- EXTRACT PROVIDED -
I'm an R noob which might be reflected in the not so dense code - so please bear. I'm trying to estimate coefficients for a bivariate normal distribution using max. likelihood estimation. I receive errors related to the Hessian when calling the OPTIM function. I've tried debugging quite a bit but seem unable to get rid of the error. Greatly appreciate any insights you might have on how to tackle this.
The data I'm using is {y1,y2,x1,x2} where y1,y2 are binary variables. The code I use to simulate the data is below:
x1=rnorm(1000)*2+3
x2=rnorm(1000)-0.5
mu=c(0,0)
sigma=array(c(1,0.5,0.5,1),c(2,2)) # correlation matrix
e=mvrnorm(n = 1000, mu, sigma) #MASS package
z1=1+0.5*x1+x2+e[,1]
y1=1*(z1>=0)
z2=0.8+0.3*x1+1.2*x2+e[,2]
y2=1*(z2>=0)
The parameters I'm trying to estimate are the betas in the latent utility functions z1 and z2, and the off-diagonal elements in the variance-covariance matrix.
Thanks!
I first specify the errors and then provide the code after the errors:
First the Errors which seems to originate at this line within the code:
mle = optim(theta.start,logl,x=x,y1=y1,y2=y2,hessian=T) #Error@Here.
A)If I set the hessian = F in the parameters in call to OPTIM, I get the following error and traceback:
Error in array(x, c(length(x), 1L), if (!is.null(names(x))) list(names(x), :
'data' must be of a vector type, was 'NULL'
6 array(x, c(length(x), 1L), if (!is.null(names(x))) list(names(x),
NULL) else NULL)
5 as.matrix.default(a)
4 as.matrix(a)
3 solve.default(mle$hessian)
2 solve(mle$hessian)
1 mle.reg(fmla, bvprobitdata)

- DATASET SECTION -
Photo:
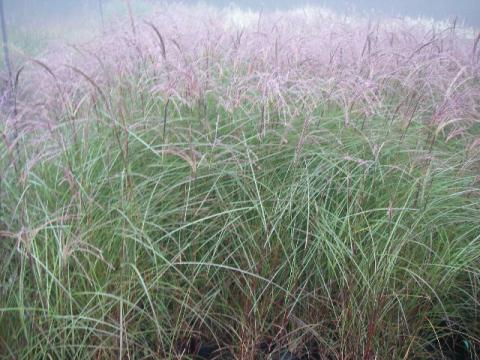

- GOAL -
Please list the function name that begins each numbered traceback line in the R likelihood post above, going from line 6 down to line 1.

- CORRECT OUTPUT -
array
as.matrix.default
as.matrix
solve.default
solve
mle.reg